WHAT YOU SHOULD DO
Nothing in the data should change when you return it, but leave the pictures out.

RECORDS FOR THIS EXERCISE
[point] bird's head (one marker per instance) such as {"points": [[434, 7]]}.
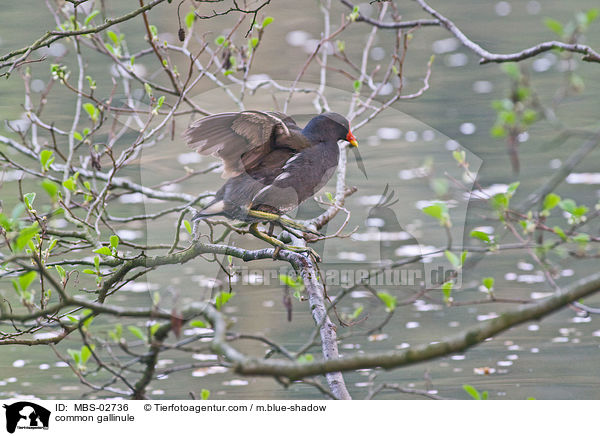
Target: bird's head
{"points": [[334, 126]]}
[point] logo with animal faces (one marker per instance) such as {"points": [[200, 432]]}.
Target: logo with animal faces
{"points": [[25, 415]]}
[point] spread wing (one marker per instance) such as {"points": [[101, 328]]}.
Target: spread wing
{"points": [[243, 139]]}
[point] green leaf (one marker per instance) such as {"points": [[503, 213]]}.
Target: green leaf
{"points": [[104, 251], [452, 258], [435, 210], [498, 131], [488, 282], [389, 300], [222, 298], [5, 222], [26, 279], [287, 280], [85, 353], [473, 393], [459, 156], [61, 272], [90, 17], [560, 232], [500, 202], [114, 241], [581, 238], [447, 290], [75, 355], [529, 116], [592, 14], [50, 187], [189, 19], [305, 358], [512, 189], [113, 37], [25, 236], [551, 201], [137, 332], [154, 328], [555, 25], [46, 159]]}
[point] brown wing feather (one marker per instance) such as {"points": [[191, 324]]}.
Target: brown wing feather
{"points": [[242, 140]]}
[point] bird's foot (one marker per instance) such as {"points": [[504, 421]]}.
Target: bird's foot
{"points": [[280, 245], [284, 222]]}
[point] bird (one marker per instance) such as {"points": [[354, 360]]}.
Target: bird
{"points": [[271, 164]]}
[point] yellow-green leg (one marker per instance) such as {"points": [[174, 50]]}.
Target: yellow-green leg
{"points": [[280, 245], [283, 221]]}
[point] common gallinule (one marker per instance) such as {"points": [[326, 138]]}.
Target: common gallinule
{"points": [[271, 165]]}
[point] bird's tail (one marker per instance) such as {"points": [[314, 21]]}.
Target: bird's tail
{"points": [[214, 208]]}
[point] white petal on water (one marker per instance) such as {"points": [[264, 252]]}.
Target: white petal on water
{"points": [[138, 287], [205, 357], [389, 133], [467, 128], [189, 158], [129, 235], [533, 7], [555, 164], [581, 319], [236, 382], [524, 266], [296, 38], [456, 60], [352, 255], [583, 179], [374, 222], [485, 317], [202, 372], [451, 145], [445, 45], [257, 79], [531, 278], [411, 136]]}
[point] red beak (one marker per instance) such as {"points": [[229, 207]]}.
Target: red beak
{"points": [[351, 139]]}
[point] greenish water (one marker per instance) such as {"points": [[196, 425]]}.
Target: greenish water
{"points": [[552, 358]]}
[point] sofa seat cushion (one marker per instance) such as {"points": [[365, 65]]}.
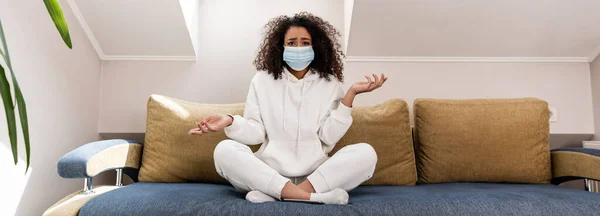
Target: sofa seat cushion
{"points": [[433, 199]]}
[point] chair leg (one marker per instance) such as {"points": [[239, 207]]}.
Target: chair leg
{"points": [[588, 185], [119, 177]]}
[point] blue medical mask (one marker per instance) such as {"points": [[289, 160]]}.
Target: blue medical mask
{"points": [[298, 58]]}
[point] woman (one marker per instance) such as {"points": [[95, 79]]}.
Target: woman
{"points": [[297, 110]]}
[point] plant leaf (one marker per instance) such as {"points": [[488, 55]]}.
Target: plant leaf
{"points": [[58, 18], [20, 103], [9, 110]]}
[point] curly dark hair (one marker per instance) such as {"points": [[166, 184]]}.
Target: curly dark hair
{"points": [[328, 51]]}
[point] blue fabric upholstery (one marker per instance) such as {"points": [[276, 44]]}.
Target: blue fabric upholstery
{"points": [[589, 151], [434, 199], [74, 163]]}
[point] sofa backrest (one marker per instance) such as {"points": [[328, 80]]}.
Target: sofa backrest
{"points": [[484, 140], [387, 128]]}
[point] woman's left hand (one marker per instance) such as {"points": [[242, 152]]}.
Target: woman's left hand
{"points": [[369, 85]]}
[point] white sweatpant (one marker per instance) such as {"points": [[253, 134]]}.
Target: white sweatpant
{"points": [[346, 169]]}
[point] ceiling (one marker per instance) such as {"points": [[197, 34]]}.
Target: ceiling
{"points": [[475, 28], [136, 27], [518, 29]]}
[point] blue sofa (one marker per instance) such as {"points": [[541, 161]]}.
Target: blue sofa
{"points": [[142, 198]]}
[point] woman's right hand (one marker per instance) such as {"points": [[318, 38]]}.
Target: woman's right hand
{"points": [[213, 123]]}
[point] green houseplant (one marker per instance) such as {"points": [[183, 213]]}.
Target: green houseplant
{"points": [[58, 18]]}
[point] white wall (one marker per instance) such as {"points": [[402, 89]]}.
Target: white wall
{"points": [[61, 89], [228, 39], [227, 48], [564, 85], [595, 78]]}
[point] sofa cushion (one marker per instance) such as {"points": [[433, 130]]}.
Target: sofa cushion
{"points": [[434, 199], [386, 127], [483, 140], [170, 154]]}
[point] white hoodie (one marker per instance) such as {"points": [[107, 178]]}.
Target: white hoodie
{"points": [[297, 121]]}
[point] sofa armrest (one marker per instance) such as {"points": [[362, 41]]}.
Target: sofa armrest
{"points": [[575, 163], [94, 158]]}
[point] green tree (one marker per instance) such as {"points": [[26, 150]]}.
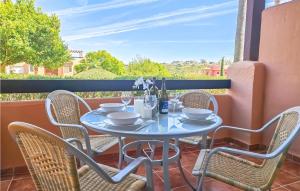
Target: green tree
{"points": [[27, 34], [101, 59], [222, 63], [147, 67]]}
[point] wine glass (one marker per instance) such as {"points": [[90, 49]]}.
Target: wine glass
{"points": [[150, 101], [174, 101], [126, 98]]}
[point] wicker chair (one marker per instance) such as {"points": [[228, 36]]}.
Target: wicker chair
{"points": [[65, 107], [219, 163], [198, 99], [52, 164]]}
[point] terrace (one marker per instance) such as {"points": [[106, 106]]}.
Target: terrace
{"points": [[262, 86]]}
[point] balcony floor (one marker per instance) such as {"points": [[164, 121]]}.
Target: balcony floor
{"points": [[288, 178]]}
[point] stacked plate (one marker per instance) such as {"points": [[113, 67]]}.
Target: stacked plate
{"points": [[124, 119], [197, 114], [111, 107]]}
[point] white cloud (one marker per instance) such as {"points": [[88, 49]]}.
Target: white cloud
{"points": [[169, 18], [184, 42], [100, 6]]}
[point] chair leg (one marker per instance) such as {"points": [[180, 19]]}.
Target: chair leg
{"points": [[204, 141], [200, 183], [121, 156]]}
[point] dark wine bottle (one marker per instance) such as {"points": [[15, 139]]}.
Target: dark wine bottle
{"points": [[163, 99], [154, 89]]}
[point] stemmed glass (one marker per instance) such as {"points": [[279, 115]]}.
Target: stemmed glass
{"points": [[126, 98], [150, 101], [174, 101]]}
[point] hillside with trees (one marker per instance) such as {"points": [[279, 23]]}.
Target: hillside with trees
{"points": [[28, 35]]}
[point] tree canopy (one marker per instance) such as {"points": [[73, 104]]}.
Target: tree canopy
{"points": [[27, 34], [101, 59], [147, 67]]}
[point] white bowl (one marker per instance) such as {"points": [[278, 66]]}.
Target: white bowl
{"points": [[112, 107], [123, 118], [196, 114]]}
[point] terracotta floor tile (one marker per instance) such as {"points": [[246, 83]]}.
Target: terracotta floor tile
{"points": [[176, 178], [291, 167], [6, 177], [5, 185], [22, 184], [188, 158], [294, 186], [158, 183], [284, 178], [218, 186], [182, 188], [6, 174], [21, 170], [21, 176], [280, 189]]}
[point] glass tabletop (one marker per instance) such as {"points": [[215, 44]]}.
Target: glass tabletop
{"points": [[173, 125]]}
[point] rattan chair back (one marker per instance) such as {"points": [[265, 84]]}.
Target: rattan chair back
{"points": [[288, 121], [47, 158], [196, 99], [65, 110], [199, 99]]}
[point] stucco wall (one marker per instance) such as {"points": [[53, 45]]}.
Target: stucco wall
{"points": [[280, 54], [34, 112], [247, 99]]}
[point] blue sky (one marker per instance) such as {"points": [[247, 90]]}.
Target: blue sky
{"points": [[163, 30]]}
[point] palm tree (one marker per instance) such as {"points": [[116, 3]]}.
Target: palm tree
{"points": [[240, 31]]}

FINAL RESULT
[point] bird's head (one marker per instance) such as {"points": [[434, 7]]}.
Target: bird's head
{"points": [[334, 126]]}
[point] logo with animal faces (one marker per instance) such as {"points": [[200, 432]]}.
Target: logo with animal faces
{"points": [[25, 415]]}
[point] spread wing (one marker per instance) such as {"points": [[101, 328]]}.
Target: spread wing
{"points": [[243, 139]]}
[point] green leaf (one marker per instance) such as {"points": [[503, 213]]}.
Target: green leaf
{"points": [[104, 251], [452, 258], [435, 210], [498, 131], [488, 282], [389, 300], [222, 298], [5, 222], [26, 279], [287, 280], [85, 353], [473, 393], [459, 156], [61, 272], [90, 17], [560, 232], [500, 202], [114, 241], [581, 238], [447, 290], [75, 355], [529, 116], [592, 14], [50, 187], [189, 19], [305, 358], [512, 189], [113, 37], [25, 236], [551, 201], [137, 332], [154, 328], [555, 25], [46, 159]]}
[point] brown wing feather (one marker per instance) such as {"points": [[191, 324]]}.
Target: brown wing feather
{"points": [[242, 140]]}
[point] bird's foot (one marker per instance) such as {"points": [[504, 421]]}.
Target: bird's foot
{"points": [[280, 245], [284, 222]]}
[point] bird (one marker per instance) such as {"points": [[354, 360]]}.
Target: bird
{"points": [[271, 164]]}
[point] yellow-green leg (one marker per instance) such as {"points": [[174, 50]]}.
Target: yellow-green leg
{"points": [[280, 245], [283, 221]]}
[point] common gallinule (one marker per instance) such as {"points": [[326, 138]]}.
Target: common gallinule
{"points": [[271, 165]]}
[point] bird's tail (one marker per instance) such as {"points": [[314, 21]]}.
Target: bird's tail
{"points": [[214, 208]]}
[point] white petal on water (one marker per instance) such as {"points": [[264, 252]]}.
Target: white petal on water
{"points": [[138, 287], [205, 357], [389, 133], [467, 128], [189, 158], [129, 235], [533, 7], [555, 164], [581, 319], [236, 382], [524, 266], [296, 38], [456, 60], [352, 255], [583, 179], [374, 222], [485, 317], [202, 372], [451, 145], [445, 45], [257, 79], [531, 278], [411, 136]]}
[point] red beak (one marker per instance) such as {"points": [[229, 207]]}.
Target: red beak
{"points": [[351, 139]]}
[point] greenish water (one marker per instance) such as {"points": [[196, 425]]}.
Target: greenish water
{"points": [[552, 358]]}
[point] sofa seat cushion (one marker per instance) such as {"points": [[365, 65]]}.
Target: sofa seat cushion
{"points": [[433, 199]]}
[point] chair leg (one marker per instance) such as {"points": [[239, 207]]}.
Target: chair leg
{"points": [[588, 185], [119, 177]]}
[point] blue medical mask (one marker per instance) such as {"points": [[289, 160]]}.
Target: blue medical mask
{"points": [[298, 58]]}
[point] woman (one marker per instance) such as {"points": [[95, 79]]}.
Target: woman
{"points": [[297, 110]]}
[point] plant leaf (one marker per instance) such as {"points": [[488, 55]]}.
Target: plant leaf
{"points": [[58, 18], [20, 103], [9, 110]]}
[point] curly dark hair (one marker per instance) such as {"points": [[166, 184]]}.
Target: curly dark hair
{"points": [[328, 51]]}
[point] blue fabric upholstery (one marker per instance) such as {"points": [[276, 44]]}.
Target: blue fabric upholstery
{"points": [[589, 151], [434, 199], [74, 163]]}
[point] sofa backrest (one marker per instance) such as {"points": [[328, 80]]}.
Target: sofa backrest
{"points": [[484, 140], [387, 128]]}
[point] woman's left hand (one marker per instance) such as {"points": [[242, 152]]}.
Target: woman's left hand
{"points": [[369, 85]]}
[point] white sweatpant (one marker per instance) such as {"points": [[253, 134]]}.
Target: white sweatpant
{"points": [[346, 169]]}
[point] ceiling (one marker per instance) such as {"points": [[197, 34]]}.
Target: ceiling
{"points": [[475, 28], [136, 27], [518, 29]]}
[point] blue sofa (one marker per instance) such as {"points": [[541, 161]]}.
Target: blue sofa
{"points": [[142, 198]]}
[point] woman's right hand (one marker per instance) such as {"points": [[318, 38]]}.
Target: woman's right hand
{"points": [[213, 123]]}
[point] green houseplant (one marker per instance) such as {"points": [[183, 213]]}.
Target: green houseplant
{"points": [[58, 18]]}
[point] white wall (one marker per instance) such as {"points": [[402, 89]]}.
Target: white wall
{"points": [[61, 89], [228, 39], [227, 48], [564, 85], [595, 78]]}
[point] sofa cushion (one marker per instance) such as {"points": [[433, 130]]}.
Target: sofa cushion
{"points": [[434, 199], [386, 127], [483, 140], [170, 154]]}
[point] white hoodie (one marker per instance) such as {"points": [[107, 178]]}.
Target: white hoodie
{"points": [[297, 121]]}
[point] sofa armrest (one marker per instance) such as {"points": [[362, 41]]}.
Target: sofa armrest
{"points": [[575, 163], [94, 158]]}
[point] green tree (one marker per instance) such as {"points": [[26, 150]]}.
Target: green tree
{"points": [[27, 34], [101, 59], [222, 63], [147, 67]]}
[point] wine glass (one marker per instance) such as {"points": [[90, 49]]}.
Target: wine glass
{"points": [[150, 101], [174, 101], [126, 98]]}
[point] wicker chair (one marker per instance) such as {"points": [[228, 36]]}.
Target: wicker chair
{"points": [[65, 107], [219, 163], [198, 99], [52, 164]]}
[point] terrace (one marker per instance) such as {"points": [[106, 106]]}.
Target: terrace
{"points": [[262, 86]]}
[point] balcony floor (one marker per instance) such as {"points": [[164, 121]]}.
Target: balcony floor
{"points": [[288, 178]]}
[point] stacked plate (one marker per instance) such as {"points": [[113, 67]]}.
Target: stacked plate
{"points": [[124, 119], [197, 114], [111, 107]]}
[point] white cloud (one marker per instance) such as {"points": [[88, 49]]}.
Target: white cloud
{"points": [[169, 18], [184, 42], [100, 6]]}
[point] chair leg (one marker per instance) such as {"points": [[180, 19]]}.
Target: chair leg
{"points": [[204, 141], [200, 183], [121, 156]]}
[point] dark wine bottle (one marker per instance) such as {"points": [[15, 139]]}.
Target: dark wine bottle
{"points": [[163, 99], [154, 89]]}
[point] stemmed glass (one marker per instance) such as {"points": [[279, 115]]}.
Target: stemmed glass
{"points": [[126, 98], [150, 101], [174, 101]]}
[point] hillside with trees (one marker per instance) such as {"points": [[279, 23]]}.
Target: hillside with trees
{"points": [[28, 35]]}
[point] tree canopy (one marker per instance) such as {"points": [[73, 104]]}.
Target: tree canopy
{"points": [[27, 34], [101, 59], [147, 67]]}
[point] white bowl (one marker per instance) such as {"points": [[278, 66]]}.
Target: white bowl
{"points": [[112, 107], [123, 118], [196, 114]]}
[point] terracotta floor tile (one marker per instance) such as {"points": [[246, 83]]}.
Target: terracotta floor tile
{"points": [[176, 178], [291, 167], [6, 177], [5, 185], [22, 184], [188, 158], [294, 186], [158, 183], [284, 178], [218, 186], [182, 188], [6, 174], [21, 170], [21, 176], [280, 189]]}
[point] glass tabletop (one marker per instance) such as {"points": [[215, 44]]}.
Target: glass tabletop
{"points": [[173, 125]]}
[point] rattan chair back (one marker per instance) such as {"points": [[265, 84]]}.
Target: rattan chair back
{"points": [[288, 121], [47, 158], [196, 99], [65, 110], [199, 99]]}
[point] stucco wall (one marker per instance) such as {"points": [[53, 45]]}.
Target: stucco wall
{"points": [[280, 54], [34, 112], [247, 99]]}
[point] blue sky (one marker per instance) such as {"points": [[247, 90]]}.
Target: blue sky
{"points": [[163, 30]]}
[point] palm tree (one marker per instance) such as {"points": [[116, 3]]}.
Target: palm tree
{"points": [[240, 31]]}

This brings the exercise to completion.